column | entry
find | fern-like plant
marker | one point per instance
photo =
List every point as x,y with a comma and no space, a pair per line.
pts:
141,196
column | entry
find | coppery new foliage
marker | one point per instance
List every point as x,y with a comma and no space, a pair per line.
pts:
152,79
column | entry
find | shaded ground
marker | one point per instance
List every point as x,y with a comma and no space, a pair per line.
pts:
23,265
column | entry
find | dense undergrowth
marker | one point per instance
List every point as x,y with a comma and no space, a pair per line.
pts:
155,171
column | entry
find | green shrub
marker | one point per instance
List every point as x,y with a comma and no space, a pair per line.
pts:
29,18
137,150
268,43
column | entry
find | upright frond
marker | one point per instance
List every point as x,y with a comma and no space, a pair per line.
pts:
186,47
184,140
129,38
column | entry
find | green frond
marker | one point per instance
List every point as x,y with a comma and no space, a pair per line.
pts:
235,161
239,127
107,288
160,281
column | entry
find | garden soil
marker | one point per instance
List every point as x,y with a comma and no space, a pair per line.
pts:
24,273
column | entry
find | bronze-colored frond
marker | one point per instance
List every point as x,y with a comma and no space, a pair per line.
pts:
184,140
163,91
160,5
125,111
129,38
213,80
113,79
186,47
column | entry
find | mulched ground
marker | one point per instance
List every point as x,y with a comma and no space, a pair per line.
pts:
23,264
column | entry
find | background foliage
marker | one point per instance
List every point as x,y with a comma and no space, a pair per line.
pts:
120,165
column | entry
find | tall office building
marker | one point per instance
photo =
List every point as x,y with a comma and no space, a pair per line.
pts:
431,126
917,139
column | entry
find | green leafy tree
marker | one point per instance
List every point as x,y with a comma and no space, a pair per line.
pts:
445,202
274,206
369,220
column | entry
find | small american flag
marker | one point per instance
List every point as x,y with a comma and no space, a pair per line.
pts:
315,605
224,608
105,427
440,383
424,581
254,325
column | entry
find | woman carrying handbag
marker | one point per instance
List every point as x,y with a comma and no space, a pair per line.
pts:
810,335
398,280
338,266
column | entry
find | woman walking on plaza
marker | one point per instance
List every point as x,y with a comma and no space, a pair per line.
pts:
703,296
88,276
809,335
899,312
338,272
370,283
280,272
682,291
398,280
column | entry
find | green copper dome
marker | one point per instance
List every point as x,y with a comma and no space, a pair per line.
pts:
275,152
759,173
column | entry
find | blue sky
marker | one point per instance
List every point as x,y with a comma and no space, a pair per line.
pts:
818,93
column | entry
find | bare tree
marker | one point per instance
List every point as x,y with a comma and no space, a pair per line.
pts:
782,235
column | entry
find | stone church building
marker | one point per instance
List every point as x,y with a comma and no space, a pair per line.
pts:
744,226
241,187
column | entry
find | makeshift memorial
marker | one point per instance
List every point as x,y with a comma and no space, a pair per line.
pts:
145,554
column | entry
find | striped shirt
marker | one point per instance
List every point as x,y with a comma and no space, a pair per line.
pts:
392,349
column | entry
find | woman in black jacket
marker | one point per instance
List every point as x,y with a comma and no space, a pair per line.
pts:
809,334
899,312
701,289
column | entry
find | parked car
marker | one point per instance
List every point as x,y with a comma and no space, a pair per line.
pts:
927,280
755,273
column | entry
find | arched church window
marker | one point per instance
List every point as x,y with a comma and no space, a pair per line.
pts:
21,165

--- Problem ---
Hand back the material above in full, exactly as written.

--- Answer below ---
column | entry
find | fern-like plant
marker | one point per instance
photo =
List every point as x,y with a comma and no space, a pair per line.
pts:
141,196
column | entry
find | coppery new foliage
marker | one point per instance
List every point as x,y with a comma and no space, a pair per line.
pts:
152,79
column | entry
find | shaded ground
marker | one point per instance
List every point as x,y with a comma and no space, a pair per line.
pts:
23,265
column | entry
find | dense undergrowth
marker | one point per instance
List every point as x,y with a comma and no space, a pair per line.
pts:
155,171
column | entry
find | green shrub
marker | one point per instance
List every point as x,y with a comma and no space, a pair per line.
pts:
29,18
137,150
268,43
column | entry
find | upright frond
marker | one point per instance
List every point as x,y with a comma and no space, a pair per line.
pts:
186,47
184,140
129,38
column | entry
find | green frond
marker | one point per instance
List every point as x,y with a comma and no space, a pair per line.
pts:
235,161
239,127
107,288
160,281
column | entry
find | garden soil
marker | one point per instance
List every point as x,y with a comma and no space, a pair per line.
pts:
24,273
column | entry
find | bronze-colored frond
marker | one point per instance
List every point as x,y with a comma and no space, a pair per line.
pts:
184,140
163,91
160,5
125,111
129,38
213,80
113,79
186,47
column | entry
find | mulched ground
marker | one point per instance
List every point as x,y with a comma and no space, a pair per line.
pts:
23,264
column | entry
find | background foliage
marker | one point per instance
List every point as x,y with a comma and no space, a pair per line.
pts:
120,165
column | entry
find | tall office building
marker | one point per instance
photo =
List every point as x,y with a comma and no space, a pair per line.
pts:
431,126
917,139
column | entry
find | green leafy tree
marker | one point per instance
List every point as x,y with a comma and no space, a pair per line.
pts:
445,202
274,206
369,220
column | entry
find | small american flag
marker | one point per instance
List every point as x,y with a comma and no space, a pair per line.
pts:
315,605
224,608
105,427
440,383
424,581
254,325
column | entry
find | woman carrying handbag
marker | one point per instance
List every point as x,y with a comma and no space, a pair per line.
pts:
810,335
398,280
338,266
column | entry
find | woman walking on plaza
marker | one point per instance
List every point as x,y with a comma and no space, a pair per line.
pts:
703,296
88,276
809,335
899,312
338,272
370,283
280,272
682,291
398,280
column | entry
find | green copper dome
marker | one point per instance
List every point as x,y with a comma and no space, a pair per line.
pts:
275,152
759,173
column | entry
find | blue sky
marker | one point per instance
List every point as x,y with a comma and no space, a pair per line.
pts:
818,93
column | entry
find | bare tree
marker | one point per instance
List every point as x,y with a comma and no space, a pair per line.
pts:
782,235
column | entry
find | stone church building
marker | one point per instance
List every point as x,y with a comma and no space, a pair per line.
pts:
744,226
241,187
column | entry
find | makeshift memorial
marker | one point per instance
List every point as x,y with a comma and no space, a pair per line.
pts:
145,554
column | entry
find | striped shirt
marker | one point per instance
List every point as x,y with a comma and no space, a pair per line.
pts:
392,349
column | entry
find | woman in black jacket
marker | one point per instance
List every point as x,y with a comma and no space, a pair per line.
pts:
809,334
899,312
701,289
column | entry
find | parked car
marker | one point per instance
List every point as x,y with a comma and no space, a pair per line.
pts:
927,280
755,273
column | entry
find | arched church window
marker | one point per instance
List every point as x,y with a comma and no space, a pair per line.
pts:
21,165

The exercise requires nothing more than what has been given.